### Exercise:
Begin the reply with the line containing "Target: child on beach" and end it with the final line of the listing, reproducing every line between exactly and adding nothing.

-- -- --

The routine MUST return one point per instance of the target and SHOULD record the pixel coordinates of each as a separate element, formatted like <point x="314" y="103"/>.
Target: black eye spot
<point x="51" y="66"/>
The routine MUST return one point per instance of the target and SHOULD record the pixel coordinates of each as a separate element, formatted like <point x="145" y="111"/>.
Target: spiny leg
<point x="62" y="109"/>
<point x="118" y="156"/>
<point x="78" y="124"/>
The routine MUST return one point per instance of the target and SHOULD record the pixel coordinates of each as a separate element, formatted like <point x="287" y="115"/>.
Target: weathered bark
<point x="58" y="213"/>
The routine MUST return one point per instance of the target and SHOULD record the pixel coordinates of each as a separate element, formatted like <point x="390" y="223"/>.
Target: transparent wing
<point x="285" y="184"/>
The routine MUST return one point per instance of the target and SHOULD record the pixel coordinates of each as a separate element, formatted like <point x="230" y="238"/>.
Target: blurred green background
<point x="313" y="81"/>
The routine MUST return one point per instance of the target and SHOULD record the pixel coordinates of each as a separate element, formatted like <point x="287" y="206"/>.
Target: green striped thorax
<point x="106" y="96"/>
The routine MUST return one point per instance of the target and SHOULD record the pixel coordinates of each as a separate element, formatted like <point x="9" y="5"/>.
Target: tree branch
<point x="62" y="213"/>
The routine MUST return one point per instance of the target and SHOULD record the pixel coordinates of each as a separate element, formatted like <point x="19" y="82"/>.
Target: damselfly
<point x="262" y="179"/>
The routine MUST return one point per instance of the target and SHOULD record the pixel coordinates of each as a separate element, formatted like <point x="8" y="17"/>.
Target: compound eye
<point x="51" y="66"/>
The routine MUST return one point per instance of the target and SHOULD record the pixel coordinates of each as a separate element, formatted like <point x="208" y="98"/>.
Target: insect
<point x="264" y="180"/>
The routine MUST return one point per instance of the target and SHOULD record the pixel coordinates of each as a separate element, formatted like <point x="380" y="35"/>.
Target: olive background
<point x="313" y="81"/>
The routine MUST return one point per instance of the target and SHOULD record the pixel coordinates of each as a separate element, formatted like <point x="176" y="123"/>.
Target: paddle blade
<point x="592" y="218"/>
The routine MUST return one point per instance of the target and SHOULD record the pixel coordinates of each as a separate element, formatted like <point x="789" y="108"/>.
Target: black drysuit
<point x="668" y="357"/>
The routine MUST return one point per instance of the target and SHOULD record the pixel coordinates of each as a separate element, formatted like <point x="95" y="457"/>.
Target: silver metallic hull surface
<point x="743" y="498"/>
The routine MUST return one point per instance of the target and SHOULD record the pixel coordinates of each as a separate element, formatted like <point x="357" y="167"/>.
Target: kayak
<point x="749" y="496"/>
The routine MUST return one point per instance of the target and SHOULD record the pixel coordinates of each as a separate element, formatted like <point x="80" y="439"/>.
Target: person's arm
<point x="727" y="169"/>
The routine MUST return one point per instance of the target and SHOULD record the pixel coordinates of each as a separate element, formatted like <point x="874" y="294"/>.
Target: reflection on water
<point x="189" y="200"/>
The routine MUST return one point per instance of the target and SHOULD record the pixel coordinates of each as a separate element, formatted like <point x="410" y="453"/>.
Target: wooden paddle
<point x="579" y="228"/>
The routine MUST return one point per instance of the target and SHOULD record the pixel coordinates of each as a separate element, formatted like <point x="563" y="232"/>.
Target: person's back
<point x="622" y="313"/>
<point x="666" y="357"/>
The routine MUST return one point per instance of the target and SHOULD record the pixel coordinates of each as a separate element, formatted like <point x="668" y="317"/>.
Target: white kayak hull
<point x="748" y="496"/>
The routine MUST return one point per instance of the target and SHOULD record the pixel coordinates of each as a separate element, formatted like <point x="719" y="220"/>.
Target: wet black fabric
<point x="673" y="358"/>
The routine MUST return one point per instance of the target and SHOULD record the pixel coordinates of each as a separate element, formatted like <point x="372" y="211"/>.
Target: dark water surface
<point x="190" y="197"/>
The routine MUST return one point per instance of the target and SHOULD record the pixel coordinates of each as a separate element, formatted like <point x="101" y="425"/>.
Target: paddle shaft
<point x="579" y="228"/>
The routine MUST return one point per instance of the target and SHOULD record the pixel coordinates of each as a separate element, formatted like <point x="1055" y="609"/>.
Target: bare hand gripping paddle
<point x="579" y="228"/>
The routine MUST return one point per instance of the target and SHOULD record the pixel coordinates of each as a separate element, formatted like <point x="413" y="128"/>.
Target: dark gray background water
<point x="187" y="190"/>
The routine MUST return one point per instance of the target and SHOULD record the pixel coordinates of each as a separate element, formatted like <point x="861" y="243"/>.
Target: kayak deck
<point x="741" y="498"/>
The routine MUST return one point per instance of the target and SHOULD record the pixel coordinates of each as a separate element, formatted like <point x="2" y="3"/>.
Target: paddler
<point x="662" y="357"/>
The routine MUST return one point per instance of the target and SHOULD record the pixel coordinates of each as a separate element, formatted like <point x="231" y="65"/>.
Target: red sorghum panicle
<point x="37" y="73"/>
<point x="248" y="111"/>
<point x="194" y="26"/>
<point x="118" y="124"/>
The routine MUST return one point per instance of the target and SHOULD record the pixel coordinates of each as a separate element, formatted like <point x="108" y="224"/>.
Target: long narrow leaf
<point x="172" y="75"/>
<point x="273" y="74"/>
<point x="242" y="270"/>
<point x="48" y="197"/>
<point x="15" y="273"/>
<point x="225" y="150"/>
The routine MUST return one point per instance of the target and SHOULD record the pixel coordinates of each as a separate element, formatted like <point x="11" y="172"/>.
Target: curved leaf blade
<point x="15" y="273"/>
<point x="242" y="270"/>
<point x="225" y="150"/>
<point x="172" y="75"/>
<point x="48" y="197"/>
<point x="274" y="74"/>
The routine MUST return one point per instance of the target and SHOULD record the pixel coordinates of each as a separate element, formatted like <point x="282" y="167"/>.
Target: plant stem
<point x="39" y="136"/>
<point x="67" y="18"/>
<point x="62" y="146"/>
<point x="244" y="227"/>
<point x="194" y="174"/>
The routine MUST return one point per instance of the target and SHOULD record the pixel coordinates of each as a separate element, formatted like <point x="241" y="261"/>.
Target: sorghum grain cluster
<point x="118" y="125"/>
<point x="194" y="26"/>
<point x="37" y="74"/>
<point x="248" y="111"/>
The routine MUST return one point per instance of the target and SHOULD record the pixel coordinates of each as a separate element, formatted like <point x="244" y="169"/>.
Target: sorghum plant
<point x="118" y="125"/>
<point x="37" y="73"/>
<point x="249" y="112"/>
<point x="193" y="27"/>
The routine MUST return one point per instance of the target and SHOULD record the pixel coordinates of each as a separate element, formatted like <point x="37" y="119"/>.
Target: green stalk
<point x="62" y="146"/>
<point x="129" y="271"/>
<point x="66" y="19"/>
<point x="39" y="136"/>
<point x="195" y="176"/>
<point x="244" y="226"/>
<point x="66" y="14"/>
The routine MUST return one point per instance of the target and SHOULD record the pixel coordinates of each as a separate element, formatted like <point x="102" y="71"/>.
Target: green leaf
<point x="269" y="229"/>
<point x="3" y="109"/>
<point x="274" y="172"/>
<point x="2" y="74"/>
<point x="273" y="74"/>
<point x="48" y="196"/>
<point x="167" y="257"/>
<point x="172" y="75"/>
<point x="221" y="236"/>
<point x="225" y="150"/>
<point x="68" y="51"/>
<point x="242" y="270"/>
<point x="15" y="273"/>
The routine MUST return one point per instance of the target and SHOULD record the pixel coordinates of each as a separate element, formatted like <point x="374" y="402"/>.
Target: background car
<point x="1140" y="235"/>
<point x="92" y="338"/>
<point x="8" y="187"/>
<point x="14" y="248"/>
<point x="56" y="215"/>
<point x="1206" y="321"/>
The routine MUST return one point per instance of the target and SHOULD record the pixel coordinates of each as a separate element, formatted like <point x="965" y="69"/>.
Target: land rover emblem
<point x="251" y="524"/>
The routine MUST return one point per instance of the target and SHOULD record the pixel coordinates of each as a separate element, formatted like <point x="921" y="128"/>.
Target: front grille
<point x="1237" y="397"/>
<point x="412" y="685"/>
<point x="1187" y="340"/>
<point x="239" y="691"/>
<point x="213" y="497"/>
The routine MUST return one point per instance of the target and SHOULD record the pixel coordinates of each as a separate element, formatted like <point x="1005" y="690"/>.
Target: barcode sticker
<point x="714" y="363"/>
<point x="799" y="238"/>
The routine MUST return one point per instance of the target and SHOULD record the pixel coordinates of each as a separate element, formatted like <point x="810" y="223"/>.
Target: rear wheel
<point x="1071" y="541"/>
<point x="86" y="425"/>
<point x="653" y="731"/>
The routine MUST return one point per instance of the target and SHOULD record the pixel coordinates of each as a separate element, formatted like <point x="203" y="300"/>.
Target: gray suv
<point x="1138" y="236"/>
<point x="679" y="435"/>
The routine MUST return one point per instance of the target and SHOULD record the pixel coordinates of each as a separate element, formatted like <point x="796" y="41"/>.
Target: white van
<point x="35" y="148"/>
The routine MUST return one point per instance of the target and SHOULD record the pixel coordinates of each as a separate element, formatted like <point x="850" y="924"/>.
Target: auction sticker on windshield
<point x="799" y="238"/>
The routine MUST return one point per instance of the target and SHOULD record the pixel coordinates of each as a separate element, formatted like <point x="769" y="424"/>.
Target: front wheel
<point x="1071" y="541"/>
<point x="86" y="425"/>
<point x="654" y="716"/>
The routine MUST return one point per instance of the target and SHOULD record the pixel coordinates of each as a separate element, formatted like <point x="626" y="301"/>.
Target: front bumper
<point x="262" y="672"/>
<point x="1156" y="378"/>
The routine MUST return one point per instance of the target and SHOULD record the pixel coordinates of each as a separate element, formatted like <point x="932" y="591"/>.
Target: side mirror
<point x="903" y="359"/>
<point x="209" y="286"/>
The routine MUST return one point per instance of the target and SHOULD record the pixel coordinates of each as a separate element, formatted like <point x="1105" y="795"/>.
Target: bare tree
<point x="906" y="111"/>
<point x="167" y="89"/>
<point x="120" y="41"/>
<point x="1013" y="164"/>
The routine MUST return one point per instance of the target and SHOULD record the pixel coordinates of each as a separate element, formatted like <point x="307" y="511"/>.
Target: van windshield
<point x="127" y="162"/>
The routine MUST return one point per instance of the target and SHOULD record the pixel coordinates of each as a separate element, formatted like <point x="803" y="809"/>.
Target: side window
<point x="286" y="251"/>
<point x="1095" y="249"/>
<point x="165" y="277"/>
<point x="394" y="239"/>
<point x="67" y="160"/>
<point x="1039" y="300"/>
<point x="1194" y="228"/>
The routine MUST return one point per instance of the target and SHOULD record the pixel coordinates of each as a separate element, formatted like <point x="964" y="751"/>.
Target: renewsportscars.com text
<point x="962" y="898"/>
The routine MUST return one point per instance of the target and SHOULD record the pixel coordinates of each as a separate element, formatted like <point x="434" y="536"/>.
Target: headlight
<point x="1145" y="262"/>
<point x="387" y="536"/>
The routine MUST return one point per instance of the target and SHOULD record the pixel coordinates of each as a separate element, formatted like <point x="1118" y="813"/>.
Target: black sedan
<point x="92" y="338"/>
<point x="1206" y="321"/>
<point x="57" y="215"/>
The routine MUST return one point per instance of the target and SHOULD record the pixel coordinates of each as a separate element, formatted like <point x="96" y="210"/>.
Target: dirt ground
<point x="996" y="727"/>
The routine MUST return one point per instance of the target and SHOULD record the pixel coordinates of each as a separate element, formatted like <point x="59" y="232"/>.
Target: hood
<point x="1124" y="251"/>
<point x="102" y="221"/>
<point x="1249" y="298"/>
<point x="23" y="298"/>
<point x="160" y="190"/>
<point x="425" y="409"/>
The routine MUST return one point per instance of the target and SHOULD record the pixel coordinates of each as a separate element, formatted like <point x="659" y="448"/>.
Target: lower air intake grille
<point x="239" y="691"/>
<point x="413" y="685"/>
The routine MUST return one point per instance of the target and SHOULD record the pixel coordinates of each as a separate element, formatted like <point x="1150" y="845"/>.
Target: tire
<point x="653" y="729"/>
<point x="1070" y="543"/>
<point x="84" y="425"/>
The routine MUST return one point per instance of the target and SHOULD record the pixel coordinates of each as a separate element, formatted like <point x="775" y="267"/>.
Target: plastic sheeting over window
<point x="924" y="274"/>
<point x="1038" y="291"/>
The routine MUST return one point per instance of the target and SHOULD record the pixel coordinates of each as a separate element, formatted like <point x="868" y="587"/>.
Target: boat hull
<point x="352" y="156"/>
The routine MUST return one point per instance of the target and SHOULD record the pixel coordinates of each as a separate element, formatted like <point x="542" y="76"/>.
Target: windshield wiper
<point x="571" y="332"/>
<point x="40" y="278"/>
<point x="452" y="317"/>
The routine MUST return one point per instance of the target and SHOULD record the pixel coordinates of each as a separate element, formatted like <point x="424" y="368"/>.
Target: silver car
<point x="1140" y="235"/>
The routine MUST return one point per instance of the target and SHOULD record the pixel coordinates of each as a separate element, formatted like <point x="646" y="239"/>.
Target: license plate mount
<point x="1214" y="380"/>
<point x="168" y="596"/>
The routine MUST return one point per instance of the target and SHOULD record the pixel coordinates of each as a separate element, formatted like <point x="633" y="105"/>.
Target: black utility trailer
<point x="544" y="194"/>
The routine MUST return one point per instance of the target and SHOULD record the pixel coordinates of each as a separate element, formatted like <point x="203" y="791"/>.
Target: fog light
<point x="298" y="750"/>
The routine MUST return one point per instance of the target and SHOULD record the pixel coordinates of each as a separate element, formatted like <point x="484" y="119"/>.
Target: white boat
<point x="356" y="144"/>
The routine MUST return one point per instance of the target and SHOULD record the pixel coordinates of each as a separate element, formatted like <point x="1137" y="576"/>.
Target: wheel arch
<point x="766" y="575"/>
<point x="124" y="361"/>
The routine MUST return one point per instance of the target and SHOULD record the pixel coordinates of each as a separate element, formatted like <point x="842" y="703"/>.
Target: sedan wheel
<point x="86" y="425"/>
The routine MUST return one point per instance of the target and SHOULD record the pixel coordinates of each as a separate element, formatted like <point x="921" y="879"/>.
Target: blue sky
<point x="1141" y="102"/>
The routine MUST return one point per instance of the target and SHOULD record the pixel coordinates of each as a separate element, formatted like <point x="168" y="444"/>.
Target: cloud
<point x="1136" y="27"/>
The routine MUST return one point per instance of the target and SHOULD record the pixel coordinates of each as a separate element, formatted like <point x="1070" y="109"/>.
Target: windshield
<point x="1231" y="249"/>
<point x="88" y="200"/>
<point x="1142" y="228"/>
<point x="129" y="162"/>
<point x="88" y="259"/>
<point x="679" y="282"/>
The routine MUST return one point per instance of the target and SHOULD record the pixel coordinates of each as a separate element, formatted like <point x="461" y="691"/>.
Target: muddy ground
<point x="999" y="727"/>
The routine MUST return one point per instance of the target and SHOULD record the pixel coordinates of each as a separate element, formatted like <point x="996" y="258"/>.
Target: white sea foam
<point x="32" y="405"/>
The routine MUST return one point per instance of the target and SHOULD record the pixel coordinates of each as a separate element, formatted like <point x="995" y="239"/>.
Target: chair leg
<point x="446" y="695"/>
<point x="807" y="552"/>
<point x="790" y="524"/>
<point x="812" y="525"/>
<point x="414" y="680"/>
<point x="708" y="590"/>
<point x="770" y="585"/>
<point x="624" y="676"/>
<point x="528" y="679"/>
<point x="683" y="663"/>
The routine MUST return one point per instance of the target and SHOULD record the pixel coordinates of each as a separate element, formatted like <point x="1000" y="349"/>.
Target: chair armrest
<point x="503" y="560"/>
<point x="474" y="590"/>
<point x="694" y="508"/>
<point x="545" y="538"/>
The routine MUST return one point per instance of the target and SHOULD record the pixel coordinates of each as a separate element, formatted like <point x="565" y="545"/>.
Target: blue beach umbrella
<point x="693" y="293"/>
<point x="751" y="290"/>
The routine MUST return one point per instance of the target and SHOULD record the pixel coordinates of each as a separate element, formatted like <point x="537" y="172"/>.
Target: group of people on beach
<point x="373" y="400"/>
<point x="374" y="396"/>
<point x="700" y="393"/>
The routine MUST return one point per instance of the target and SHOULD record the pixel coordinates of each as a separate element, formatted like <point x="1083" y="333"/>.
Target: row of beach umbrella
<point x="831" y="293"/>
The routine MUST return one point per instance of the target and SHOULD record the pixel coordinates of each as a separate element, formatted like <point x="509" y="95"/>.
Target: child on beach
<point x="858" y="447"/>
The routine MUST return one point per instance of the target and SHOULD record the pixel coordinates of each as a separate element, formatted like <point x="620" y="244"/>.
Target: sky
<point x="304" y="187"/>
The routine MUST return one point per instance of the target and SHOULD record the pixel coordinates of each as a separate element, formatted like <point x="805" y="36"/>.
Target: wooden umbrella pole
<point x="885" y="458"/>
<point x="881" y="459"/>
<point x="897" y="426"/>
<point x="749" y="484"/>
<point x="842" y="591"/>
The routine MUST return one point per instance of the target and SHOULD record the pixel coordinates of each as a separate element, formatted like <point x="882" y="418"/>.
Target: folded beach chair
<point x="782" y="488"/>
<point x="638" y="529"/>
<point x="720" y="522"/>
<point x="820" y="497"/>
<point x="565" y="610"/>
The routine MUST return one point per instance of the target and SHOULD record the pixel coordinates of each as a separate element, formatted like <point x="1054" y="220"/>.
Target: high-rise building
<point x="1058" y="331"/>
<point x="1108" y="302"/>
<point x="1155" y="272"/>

-- -- --

### Response to this exercise:
Target: child on beach
<point x="858" y="447"/>
The routine MUST return one point per instance of the target and SHOULD record the pixel coordinates of each as a separate element, formatted like <point x="620" y="244"/>.
Target: sky
<point x="304" y="187"/>
The routine MUST return one point per instance of the target and SHOULD record the pixel coordinates of each as a separate element, formatted like <point x="805" y="36"/>.
Target: wooden umbrella pole
<point x="885" y="458"/>
<point x="881" y="459"/>
<point x="897" y="426"/>
<point x="749" y="484"/>
<point x="842" y="591"/>
The routine MUST return one point per instance of the target and SHOULD record the pixel coordinates of each as a separate element, formatted like <point x="882" y="418"/>.
Target: folded beach chair
<point x="782" y="488"/>
<point x="638" y="529"/>
<point x="720" y="522"/>
<point x="820" y="497"/>
<point x="565" y="610"/>
The routine MUST return one point per instance of the target and SHOULD record the pixel coordinates of each as a separate element, formatted like <point x="1054" y="220"/>.
Target: high-rise building
<point x="1058" y="331"/>
<point x="1108" y="302"/>
<point x="1155" y="272"/>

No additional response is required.